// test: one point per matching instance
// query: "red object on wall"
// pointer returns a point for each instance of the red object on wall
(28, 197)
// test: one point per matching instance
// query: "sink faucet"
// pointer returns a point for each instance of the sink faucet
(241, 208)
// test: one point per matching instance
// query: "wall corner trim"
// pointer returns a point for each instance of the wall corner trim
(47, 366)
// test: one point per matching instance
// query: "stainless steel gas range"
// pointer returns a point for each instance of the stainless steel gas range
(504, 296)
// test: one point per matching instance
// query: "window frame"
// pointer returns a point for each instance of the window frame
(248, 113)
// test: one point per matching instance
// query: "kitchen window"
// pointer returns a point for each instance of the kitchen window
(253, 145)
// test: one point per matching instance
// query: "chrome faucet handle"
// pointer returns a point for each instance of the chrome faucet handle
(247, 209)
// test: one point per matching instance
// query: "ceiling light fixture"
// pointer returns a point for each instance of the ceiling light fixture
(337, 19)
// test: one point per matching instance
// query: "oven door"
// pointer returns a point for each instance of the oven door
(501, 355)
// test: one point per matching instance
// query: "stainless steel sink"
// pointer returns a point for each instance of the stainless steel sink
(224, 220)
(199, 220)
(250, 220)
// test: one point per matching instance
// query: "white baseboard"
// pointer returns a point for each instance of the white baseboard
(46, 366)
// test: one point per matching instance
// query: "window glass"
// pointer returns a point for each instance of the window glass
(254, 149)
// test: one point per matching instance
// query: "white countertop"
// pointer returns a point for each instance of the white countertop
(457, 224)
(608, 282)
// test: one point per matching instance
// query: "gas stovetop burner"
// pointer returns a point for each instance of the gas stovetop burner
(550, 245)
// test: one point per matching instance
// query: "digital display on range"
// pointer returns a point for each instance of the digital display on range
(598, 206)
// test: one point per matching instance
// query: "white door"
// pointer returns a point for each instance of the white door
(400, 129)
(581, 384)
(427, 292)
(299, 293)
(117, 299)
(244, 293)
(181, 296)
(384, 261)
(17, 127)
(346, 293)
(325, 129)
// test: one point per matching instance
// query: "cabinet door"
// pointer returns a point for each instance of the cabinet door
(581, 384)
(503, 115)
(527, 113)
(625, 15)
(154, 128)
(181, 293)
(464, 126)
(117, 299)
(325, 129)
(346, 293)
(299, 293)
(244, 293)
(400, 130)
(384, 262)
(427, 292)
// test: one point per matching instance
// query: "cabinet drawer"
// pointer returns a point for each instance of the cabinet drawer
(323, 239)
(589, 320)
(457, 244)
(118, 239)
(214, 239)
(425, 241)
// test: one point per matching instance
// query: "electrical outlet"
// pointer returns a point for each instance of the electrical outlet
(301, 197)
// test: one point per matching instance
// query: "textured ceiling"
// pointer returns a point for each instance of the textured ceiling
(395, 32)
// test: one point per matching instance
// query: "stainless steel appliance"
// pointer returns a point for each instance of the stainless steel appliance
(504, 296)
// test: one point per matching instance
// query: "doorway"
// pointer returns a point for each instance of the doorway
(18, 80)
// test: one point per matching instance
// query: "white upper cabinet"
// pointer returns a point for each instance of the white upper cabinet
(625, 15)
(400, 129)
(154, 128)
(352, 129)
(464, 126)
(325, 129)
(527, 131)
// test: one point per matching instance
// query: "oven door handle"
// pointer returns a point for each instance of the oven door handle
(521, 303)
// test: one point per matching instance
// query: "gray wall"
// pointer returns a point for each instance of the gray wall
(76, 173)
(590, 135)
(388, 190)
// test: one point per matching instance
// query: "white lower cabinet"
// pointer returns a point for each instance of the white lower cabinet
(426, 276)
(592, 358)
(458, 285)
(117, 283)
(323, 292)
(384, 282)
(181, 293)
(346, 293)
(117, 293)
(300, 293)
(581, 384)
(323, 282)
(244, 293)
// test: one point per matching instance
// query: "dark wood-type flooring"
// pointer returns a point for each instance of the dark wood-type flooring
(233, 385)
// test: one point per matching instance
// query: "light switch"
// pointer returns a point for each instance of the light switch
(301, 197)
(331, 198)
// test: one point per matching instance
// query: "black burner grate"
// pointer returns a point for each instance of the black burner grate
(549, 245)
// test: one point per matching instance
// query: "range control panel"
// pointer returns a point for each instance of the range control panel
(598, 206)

• • • •

◆ Short problem: Retype the material in full, character for character.

◆ Task solution:
// test: one point per matching instance
// query: "red object on wall"
// pointer returns a point for each instance of the red object on wall
(28, 197)
// test: one point per matching instance
// query: "sink faucet"
// pointer returns a point for each instance of the sink faucet
(241, 208)
// test: one point per matching instance
// query: "wall corner trim"
// pointer returns a point for each instance of the wall corner trim
(47, 366)
// test: one point per matching instance
// query: "stainless steel gas range"
// pointer returns a point for each instance of the stainless steel gas range
(504, 296)
// test: one point per matching instance
// query: "window frame"
// pointer returns a point for each instance of the window frame
(248, 113)
// test: one point per matching instance
// query: "kitchen window"
// pointer returns a point for each instance of the kitchen window
(253, 145)
// test: one point per matching instance
// query: "chrome faucet handle"
// pointer returns a point for each instance of the chrome faucet handle
(247, 209)
// test: one point per matching instance
// query: "ceiling light fixture"
// pointer returns a point for each instance of the ceiling light fixture
(337, 19)
// test: one point per matching instance
// query: "oven door"
// pointer returns a point for each instance of the oven door
(501, 355)
// test: one point per matching instance
// query: "stainless steel sink"
// pointer returns a point for each instance of the stainless steel sink
(224, 220)
(199, 220)
(250, 220)
// test: one point per matching instance
// query: "white baseboard"
// pointer returns a point for each instance of the white baseboard
(46, 366)
// test: one point per matching instance
// query: "window glass"
// pointer returns a point for each instance of the window glass
(254, 149)
// test: one point per matching instance
// query: "white countertop"
// pointer returns a point for each instance of the white countertop
(457, 224)
(608, 282)
// test: one point per matching instance
// query: "gas stovetop burner"
// pointer returns a point for each instance of the gas stovetop burner
(550, 245)
// test: one point per matching instance
// query: "digital display on range"
// pointer returns a point for each instance of the digital display on range
(598, 206)
// test: one point per matching instance
// query: "white door"
// pointer returns a point for each instance of the white door
(400, 129)
(581, 384)
(427, 292)
(299, 293)
(117, 299)
(244, 293)
(181, 296)
(384, 261)
(17, 127)
(346, 293)
(325, 129)
// test: one point per matching instance
// query: "cabinet door"
// pointer returns a point for each instance of the cabinet door
(581, 384)
(503, 115)
(527, 113)
(625, 15)
(154, 128)
(181, 293)
(464, 126)
(117, 299)
(325, 129)
(346, 293)
(299, 293)
(244, 293)
(400, 130)
(384, 262)
(427, 292)
// test: one point per matching instance
// query: "cabinet drawer"
// pointer returns a point for each instance of the cabinet drawer
(323, 239)
(589, 320)
(457, 244)
(118, 239)
(214, 239)
(425, 241)
// test: one point per matching instance
// query: "electrical outlet"
// pointer returns a point for each instance of the electrical outlet
(301, 197)
// test: one point per matching instance
// query: "textured ceiling"
// pointer returns a point for each instance of the textured ceiling
(395, 32)
// test: one point per matching instance
// query: "stainless steel appliance"
// pointer returns a point for each instance of the stainless steel appliance
(504, 296)
// test: one point per matching instance
// query: "doorway"
// pointer returns a point for each instance of the doorway
(18, 80)
// test: one point per matching instance
// query: "white upper cabinet"
// pointer returns a point for each instance of the white upper cabinet
(625, 15)
(400, 129)
(154, 128)
(352, 129)
(464, 126)
(325, 129)
(527, 131)
// test: one point per matching instance
// query: "oven door handle"
// pointer returns a point for each instance of the oven door handle
(521, 303)
// test: one point per matching instance
// query: "gray wall"
// pointer returns a point for each instance of the gray wall
(76, 173)
(590, 135)
(388, 190)
// test: one point per matching instance
// query: "white lower cabinet"
// pointer returns a point for each instance of the white lower cabinet
(426, 276)
(592, 358)
(458, 285)
(117, 283)
(323, 292)
(384, 282)
(181, 293)
(346, 293)
(117, 293)
(300, 293)
(581, 384)
(323, 282)
(244, 293)
// test: one point per matching instance
// query: "dark wood-type flooring"
// pointer returns a point for each instance of the dark wood-type flooring
(233, 385)
// test: one point per matching instance
// query: "light switch"
// pointer returns a point for each instance of the light switch
(301, 197)
(331, 198)
// test: one point per matching instance
// query: "black burner grate"
// pointer returns a point for each instance of the black burner grate
(549, 245)
// test: one point per matching instance
// query: "range control panel"
// pointer returns a point for each instance of the range control panel
(598, 206)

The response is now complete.